=== Section Start ===

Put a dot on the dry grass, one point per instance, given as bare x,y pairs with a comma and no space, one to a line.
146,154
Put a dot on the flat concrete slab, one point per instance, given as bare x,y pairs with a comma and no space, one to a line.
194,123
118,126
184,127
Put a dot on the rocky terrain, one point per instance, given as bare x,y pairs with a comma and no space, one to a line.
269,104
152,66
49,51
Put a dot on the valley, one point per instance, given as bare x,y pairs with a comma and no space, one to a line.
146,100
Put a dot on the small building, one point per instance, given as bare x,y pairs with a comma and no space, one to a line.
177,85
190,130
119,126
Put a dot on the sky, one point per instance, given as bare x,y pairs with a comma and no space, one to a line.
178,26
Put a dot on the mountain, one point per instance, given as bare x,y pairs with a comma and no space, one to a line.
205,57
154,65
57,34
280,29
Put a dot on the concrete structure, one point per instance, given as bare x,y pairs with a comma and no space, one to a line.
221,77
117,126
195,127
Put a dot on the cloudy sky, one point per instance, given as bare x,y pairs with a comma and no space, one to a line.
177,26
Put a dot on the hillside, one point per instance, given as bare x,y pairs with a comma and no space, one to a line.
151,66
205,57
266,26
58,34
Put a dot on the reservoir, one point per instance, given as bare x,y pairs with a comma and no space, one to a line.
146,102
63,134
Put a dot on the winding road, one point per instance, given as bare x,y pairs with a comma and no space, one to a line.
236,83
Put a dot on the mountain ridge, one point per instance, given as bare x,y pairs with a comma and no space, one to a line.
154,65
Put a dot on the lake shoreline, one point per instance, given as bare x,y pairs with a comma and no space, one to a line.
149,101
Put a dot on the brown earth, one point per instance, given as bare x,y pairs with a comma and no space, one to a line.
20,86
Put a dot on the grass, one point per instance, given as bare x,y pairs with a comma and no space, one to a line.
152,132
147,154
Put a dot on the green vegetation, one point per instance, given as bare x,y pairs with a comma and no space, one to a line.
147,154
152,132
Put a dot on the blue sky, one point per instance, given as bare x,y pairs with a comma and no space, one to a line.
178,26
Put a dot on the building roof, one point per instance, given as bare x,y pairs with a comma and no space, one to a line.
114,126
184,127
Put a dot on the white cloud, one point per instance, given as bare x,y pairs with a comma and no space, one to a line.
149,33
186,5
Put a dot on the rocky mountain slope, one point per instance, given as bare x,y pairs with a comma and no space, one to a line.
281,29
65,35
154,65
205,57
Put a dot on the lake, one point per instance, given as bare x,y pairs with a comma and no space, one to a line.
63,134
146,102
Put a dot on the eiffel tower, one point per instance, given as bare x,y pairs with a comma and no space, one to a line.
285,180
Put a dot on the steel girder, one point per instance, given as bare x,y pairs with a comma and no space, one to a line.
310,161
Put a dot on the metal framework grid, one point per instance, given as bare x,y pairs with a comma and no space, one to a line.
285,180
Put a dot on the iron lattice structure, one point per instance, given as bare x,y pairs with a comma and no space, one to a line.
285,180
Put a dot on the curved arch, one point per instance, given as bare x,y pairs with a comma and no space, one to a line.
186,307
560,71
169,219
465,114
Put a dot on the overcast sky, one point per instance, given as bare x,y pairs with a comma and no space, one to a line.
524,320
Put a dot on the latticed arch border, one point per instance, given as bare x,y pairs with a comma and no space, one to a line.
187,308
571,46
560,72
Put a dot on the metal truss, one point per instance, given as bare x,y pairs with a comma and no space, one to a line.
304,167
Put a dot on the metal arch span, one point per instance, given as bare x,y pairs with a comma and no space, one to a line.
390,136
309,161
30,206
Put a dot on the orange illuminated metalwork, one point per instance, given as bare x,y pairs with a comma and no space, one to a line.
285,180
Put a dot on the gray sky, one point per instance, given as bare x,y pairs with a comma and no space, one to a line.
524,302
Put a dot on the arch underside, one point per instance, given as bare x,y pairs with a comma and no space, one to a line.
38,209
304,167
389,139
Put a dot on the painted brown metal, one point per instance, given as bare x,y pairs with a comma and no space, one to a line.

=== Section End ===
=== Section Start ===

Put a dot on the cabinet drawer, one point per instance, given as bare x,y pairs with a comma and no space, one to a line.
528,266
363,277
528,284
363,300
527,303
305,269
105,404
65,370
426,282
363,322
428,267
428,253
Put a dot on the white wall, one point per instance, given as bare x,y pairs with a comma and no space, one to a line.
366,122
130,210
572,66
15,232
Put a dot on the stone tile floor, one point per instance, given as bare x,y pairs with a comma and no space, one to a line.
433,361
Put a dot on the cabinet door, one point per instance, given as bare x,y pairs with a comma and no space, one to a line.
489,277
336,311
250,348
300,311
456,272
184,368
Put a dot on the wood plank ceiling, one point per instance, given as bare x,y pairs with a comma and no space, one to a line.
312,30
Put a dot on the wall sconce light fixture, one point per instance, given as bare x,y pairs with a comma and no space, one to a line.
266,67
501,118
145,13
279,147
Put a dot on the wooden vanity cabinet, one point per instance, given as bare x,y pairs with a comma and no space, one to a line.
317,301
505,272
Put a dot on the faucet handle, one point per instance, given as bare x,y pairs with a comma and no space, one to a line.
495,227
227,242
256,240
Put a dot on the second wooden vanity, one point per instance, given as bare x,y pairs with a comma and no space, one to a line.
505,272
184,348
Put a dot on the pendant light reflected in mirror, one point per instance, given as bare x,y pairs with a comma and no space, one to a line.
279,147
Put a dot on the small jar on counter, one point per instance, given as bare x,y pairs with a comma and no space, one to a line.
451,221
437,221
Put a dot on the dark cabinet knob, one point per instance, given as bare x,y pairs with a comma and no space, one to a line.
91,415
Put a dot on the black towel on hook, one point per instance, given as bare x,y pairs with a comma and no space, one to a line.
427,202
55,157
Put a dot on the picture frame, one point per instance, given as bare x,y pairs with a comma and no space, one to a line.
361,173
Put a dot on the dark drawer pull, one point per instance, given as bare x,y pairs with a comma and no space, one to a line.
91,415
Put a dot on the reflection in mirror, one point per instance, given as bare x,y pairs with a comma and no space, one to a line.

=== Section End ===
=== Section Start ===

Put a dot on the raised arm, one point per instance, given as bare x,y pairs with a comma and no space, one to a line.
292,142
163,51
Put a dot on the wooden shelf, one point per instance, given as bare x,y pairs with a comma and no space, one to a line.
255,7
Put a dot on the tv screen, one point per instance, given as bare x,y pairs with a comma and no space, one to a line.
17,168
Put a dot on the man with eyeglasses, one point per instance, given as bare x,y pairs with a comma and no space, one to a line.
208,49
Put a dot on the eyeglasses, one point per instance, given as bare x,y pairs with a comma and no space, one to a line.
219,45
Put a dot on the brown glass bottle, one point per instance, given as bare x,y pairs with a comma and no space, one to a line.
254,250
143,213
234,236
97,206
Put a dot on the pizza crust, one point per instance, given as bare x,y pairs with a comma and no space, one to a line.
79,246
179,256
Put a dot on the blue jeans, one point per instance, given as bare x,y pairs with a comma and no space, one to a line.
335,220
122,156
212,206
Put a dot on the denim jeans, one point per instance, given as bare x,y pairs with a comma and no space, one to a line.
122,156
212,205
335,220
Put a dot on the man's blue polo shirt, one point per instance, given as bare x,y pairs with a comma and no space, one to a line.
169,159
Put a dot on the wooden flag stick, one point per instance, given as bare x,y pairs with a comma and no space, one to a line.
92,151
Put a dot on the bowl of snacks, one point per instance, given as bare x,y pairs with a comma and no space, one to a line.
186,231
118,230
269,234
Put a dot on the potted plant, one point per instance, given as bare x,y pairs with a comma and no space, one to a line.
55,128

=== Section End ===

Work order: All that is wanted is the stretch of lines above from the one containing "Put a dot on the arch" through the one containing "Put a dot on the painted", duplicated exactly.

Your response:
Put a dot on the arch underside, one point per instance, given as bare x,y pairs with a comma and no space, one to a line.
38,209
304,167
389,139
Put a dot on the painted brown metal, one point per instance, given as bare x,y pairs with a comma and no space, one to a line.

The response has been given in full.